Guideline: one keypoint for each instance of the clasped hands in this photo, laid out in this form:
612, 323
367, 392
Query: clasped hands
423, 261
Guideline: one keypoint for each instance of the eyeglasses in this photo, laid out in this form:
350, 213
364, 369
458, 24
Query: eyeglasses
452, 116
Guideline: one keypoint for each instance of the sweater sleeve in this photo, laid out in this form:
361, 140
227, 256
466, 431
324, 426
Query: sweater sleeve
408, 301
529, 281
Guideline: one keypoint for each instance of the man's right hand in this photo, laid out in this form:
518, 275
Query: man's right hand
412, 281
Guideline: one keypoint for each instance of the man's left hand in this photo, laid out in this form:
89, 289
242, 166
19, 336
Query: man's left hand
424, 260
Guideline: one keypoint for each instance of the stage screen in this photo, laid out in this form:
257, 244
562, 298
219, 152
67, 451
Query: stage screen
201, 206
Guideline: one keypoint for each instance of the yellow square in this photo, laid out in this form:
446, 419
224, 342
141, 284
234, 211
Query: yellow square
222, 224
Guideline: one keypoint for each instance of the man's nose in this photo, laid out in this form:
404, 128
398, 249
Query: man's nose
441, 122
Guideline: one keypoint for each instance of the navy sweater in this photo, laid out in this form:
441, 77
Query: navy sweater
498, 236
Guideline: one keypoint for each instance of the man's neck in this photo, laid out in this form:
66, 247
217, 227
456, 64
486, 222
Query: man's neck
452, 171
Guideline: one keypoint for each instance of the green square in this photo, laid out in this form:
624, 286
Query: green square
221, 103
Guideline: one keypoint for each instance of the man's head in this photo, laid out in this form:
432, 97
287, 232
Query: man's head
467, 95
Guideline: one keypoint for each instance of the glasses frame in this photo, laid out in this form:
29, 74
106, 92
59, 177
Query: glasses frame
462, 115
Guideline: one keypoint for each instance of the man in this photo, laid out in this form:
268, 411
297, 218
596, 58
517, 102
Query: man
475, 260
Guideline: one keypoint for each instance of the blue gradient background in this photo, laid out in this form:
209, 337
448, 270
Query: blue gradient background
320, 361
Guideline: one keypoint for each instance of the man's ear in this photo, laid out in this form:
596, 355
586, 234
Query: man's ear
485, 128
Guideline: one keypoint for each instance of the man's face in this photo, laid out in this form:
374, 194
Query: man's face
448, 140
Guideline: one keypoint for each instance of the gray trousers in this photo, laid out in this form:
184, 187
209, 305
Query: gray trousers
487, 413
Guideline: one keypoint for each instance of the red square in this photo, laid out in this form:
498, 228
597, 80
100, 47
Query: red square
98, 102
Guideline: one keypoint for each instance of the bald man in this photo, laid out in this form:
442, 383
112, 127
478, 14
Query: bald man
------------------------------
**Prompt:**
Reproduce all of the records above verbatim, without changing any character.

**Task response:**
Guideline: one keypoint for each instance of the clasped hands in this photo, laid out in this form:
612, 323
367, 392
Query: clasped hands
423, 261
Guideline: one keypoint for each instance of the eyeglasses in this photo, laid out in this form:
350, 213
364, 369
458, 24
Query: eyeglasses
452, 116
Guideline: one keypoint for each instance of the sweater sleeve in this photo, laid out in this form:
361, 140
227, 256
466, 431
324, 426
Query: sweater sleeve
408, 301
529, 281
Guideline: one keypoint for each instance of the man's right hand in this photo, laid out in this form:
518, 275
Query: man's right hand
412, 281
Guideline: one keypoint for each instance of the man's left hand in this photo, laid out in this form:
89, 289
242, 166
19, 336
Query: man's left hand
424, 260
Guideline: one keypoint for each instance of the stage screen in this photo, laid out in this form:
257, 244
562, 298
219, 152
67, 451
Query: stage screen
201, 206
Guideline: one keypoint for each instance of the yellow square in this photo, laid out in this form:
446, 419
224, 342
141, 284
234, 211
Query: yellow square
222, 224
Guideline: one keypoint for each instance of the man's nose in this photo, laid out in this form:
404, 128
398, 249
Query: man's nose
441, 122
Guideline: one keypoint for each instance of the navy sweater in this photo, laid out in this form:
441, 77
Query: navy sweater
498, 236
Guideline: one keypoint for each instance of the man's neck in this photo, laid out in this form:
66, 247
217, 227
456, 64
486, 222
Query: man's neck
452, 171
Guideline: one keypoint for each instance of the green square in this photo, laid out in this form:
624, 286
Query: green square
221, 103
Guideline: one keypoint for each instance of the man's head in this photo, laid out in this form:
432, 97
287, 232
Query: man's head
467, 95
Guideline: one keypoint for each instance of the glasses frame in this photo, laid out in this form:
29, 74
106, 92
59, 177
Query: glasses frame
462, 115
Guideline: one keypoint for each instance of the man in this photo, laid out in this form:
268, 411
297, 218
596, 58
517, 102
Query: man
475, 260
Guideline: one keypoint for each instance of the blue gradient background in this photo, laid out in this form:
209, 337
448, 270
Query: blue gradient background
320, 361
Guideline: one keypoint for each instance of the man's ear in this photo, laid out in this form:
596, 355
586, 234
Query: man's ear
485, 128
Guideline: one keypoint for each instance of the man's face in this photo, laid out in this form:
374, 194
Query: man's face
448, 140
Guideline: one keypoint for each instance of the gray trousers in this photo, laid out in this form:
184, 187
209, 305
Query: gray trousers
487, 413
Guideline: one keypoint for each instance of the red square in this photo, laid out in this form:
498, 228
597, 80
100, 47
Query: red square
98, 102
Guideline: one keypoint for each instance of the bald man in this photo, laid out in this form:
442, 383
112, 127
478, 14
Query: bald man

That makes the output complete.